**Work to complete:**
**A)** In the slingshot thread, from whom did SlingMan buy a first slingshot?
**B)** Quote the slingshot thread, everything from "## SlingMan" down to "comfortable to YOU.".

**Text section:**
==*==

# good beginner slingshot brands



## slingshot awesome

wat are some good slingshot bbrands for begginers?plz respond


----------



## SlingMan

Responses will vary based on what others are used to shooting with.

Best advice I can give you no matter which brand or vendor you go with,
start with some light bands to find the technique that feels comfortable to YOU.

I started out with a sling shot from Gary "Flatband" Miller and was thrilled. This purchase
also lead me to what I believe to be the BEST band sets out there anywhere. This statement
is based on my experience with his band sets compared to others. I'm NOT saying that others band sets 
are no good because they are good. I'm a fanatic about taking records on all my shooting sessions and
my input is based on this data which includes durability, consistency, price, etc.

Start inexpensive until you find your niche for your shooting style then progress to some of the more
high end sling shots.

Hope this helps in your decision.

Merry Christmas and Happy Shooting!!!


----------



## ZDP-189

A slingshot suited to an advanced shooter is also suited to a beginner. That said, I suggest a simple symmetrical and traditional fork if you don't know what style suits you best and avoid something that is overly fitted to one particular hand.

==*==

**Listed entries:**
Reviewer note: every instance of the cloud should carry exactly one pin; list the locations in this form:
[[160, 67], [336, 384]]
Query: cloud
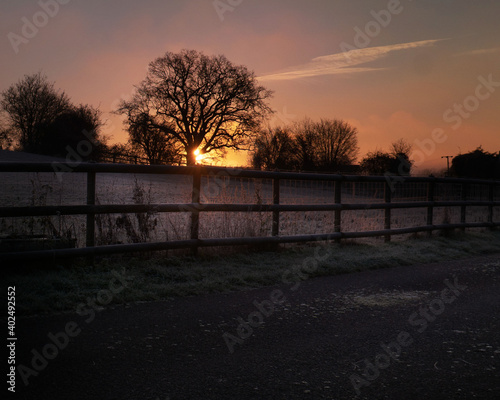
[[344, 63], [480, 52]]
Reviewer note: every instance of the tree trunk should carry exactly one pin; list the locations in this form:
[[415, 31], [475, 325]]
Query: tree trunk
[[190, 157]]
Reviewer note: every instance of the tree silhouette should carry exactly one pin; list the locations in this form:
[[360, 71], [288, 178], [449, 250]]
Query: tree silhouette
[[477, 164], [275, 148], [154, 143], [30, 105], [203, 103], [326, 145], [74, 130], [396, 162]]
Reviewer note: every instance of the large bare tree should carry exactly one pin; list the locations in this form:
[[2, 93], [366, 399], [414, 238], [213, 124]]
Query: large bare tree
[[204, 103]]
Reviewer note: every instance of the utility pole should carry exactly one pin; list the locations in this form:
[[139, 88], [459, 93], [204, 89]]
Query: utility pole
[[448, 163]]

==*==

**The replies:**
**A)** Gary "Flatband" Miller.

**B)**
## SlingMan

Responses will vary based on what others are used to shooting with.

Best advice I can give you no matter which brand or vendor you go with,
start with some light bands to find the technique that feels comfortable to YOU.